**What is being asked**
Reproduce every line between the lines holding "TARGET = blue sweatpants" and "[(79, 260)]", inclusive, requests included, and scale each point coordinate in the answers by 0.55, rounding to whole numbers with halves going up. Give only those lines.

**Source data**

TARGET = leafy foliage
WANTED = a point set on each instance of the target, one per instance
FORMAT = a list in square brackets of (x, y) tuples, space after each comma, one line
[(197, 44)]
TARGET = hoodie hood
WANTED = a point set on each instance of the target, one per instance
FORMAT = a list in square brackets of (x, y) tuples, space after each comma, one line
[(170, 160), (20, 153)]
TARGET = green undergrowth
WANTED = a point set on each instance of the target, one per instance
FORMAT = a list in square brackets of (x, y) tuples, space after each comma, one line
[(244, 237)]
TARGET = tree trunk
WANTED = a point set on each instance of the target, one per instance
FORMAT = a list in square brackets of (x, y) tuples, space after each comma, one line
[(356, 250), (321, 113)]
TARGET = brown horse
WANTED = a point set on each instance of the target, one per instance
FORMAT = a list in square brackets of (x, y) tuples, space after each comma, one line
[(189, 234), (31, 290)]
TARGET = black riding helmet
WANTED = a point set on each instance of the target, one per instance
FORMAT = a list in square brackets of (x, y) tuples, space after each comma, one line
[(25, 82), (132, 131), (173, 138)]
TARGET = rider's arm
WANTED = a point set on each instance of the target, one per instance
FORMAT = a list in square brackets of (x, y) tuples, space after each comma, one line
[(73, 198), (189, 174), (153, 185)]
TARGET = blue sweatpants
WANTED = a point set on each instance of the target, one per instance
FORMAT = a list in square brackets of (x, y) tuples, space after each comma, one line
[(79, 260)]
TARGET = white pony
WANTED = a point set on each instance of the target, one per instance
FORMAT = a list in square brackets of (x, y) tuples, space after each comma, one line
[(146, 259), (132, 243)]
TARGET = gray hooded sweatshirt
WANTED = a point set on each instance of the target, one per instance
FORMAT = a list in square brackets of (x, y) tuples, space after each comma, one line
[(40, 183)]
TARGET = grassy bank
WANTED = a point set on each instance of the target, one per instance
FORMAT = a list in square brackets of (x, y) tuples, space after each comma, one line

**Correct answer**
TARGET = blue sweatpants
WANTED = a point set on each instance of the target, one per instance
FORMAT = a list in square brackets of (x, y) tuples, space after each comma, one line
[(43, 143)]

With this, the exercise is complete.